Work to be completed –
List every line of the entries below that contains the word "black", and note that case counts.

BEGIN

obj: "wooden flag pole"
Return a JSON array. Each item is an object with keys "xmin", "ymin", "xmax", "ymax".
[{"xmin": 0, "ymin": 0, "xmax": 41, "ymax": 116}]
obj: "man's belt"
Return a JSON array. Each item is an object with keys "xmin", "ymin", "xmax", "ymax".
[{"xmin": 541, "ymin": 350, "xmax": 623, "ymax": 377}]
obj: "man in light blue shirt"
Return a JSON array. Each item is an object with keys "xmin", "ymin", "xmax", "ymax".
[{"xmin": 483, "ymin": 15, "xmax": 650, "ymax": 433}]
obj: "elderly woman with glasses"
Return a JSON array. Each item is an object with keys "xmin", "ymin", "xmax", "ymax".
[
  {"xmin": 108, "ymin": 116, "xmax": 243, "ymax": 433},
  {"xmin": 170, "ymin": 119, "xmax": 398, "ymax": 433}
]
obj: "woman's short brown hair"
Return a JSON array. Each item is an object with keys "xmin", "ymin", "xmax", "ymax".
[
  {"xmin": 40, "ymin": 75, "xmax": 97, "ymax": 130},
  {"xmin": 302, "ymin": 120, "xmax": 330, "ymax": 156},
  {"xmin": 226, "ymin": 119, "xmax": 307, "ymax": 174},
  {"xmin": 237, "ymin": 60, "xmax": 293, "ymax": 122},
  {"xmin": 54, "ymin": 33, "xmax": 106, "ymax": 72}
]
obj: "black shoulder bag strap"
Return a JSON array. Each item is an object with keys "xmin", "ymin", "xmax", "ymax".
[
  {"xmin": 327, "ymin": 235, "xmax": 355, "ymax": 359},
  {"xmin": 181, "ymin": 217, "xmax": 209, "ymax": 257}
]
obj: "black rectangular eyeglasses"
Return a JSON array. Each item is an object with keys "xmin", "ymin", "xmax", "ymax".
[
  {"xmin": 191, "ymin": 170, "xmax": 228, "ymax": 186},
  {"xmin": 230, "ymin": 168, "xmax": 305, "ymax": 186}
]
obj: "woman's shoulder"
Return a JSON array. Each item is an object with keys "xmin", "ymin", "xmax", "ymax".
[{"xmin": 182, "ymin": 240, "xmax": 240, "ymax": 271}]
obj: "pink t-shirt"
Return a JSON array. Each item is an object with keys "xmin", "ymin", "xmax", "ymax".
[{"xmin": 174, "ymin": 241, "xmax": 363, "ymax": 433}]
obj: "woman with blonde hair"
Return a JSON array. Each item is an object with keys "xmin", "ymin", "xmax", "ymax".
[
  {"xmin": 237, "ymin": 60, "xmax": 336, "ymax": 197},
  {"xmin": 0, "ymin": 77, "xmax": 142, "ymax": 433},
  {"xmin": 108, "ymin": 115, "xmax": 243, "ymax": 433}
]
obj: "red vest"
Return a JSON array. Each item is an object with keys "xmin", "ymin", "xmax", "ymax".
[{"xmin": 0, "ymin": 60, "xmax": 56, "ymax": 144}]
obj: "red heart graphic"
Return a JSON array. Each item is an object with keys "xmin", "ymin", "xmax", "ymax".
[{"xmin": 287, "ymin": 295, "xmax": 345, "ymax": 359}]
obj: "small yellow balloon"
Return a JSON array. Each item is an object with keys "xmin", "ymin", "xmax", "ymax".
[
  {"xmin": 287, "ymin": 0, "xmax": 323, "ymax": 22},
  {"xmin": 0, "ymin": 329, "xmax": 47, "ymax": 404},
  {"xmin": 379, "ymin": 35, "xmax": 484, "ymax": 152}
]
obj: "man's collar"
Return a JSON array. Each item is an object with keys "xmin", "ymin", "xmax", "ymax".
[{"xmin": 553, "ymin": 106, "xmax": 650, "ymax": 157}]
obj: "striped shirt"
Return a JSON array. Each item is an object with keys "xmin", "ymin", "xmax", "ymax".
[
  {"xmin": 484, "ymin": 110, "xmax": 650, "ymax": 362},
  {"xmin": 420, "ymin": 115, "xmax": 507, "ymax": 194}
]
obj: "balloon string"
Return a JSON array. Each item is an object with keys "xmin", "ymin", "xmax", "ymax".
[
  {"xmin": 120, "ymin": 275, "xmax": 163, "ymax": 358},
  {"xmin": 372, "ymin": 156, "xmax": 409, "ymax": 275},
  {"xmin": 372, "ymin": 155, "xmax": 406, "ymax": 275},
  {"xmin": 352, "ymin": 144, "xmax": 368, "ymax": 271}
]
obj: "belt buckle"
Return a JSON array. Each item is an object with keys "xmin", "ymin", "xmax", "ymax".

END

Completed task –
obj: "black shoulder bag strap"
obj: "black rectangular eyeglasses"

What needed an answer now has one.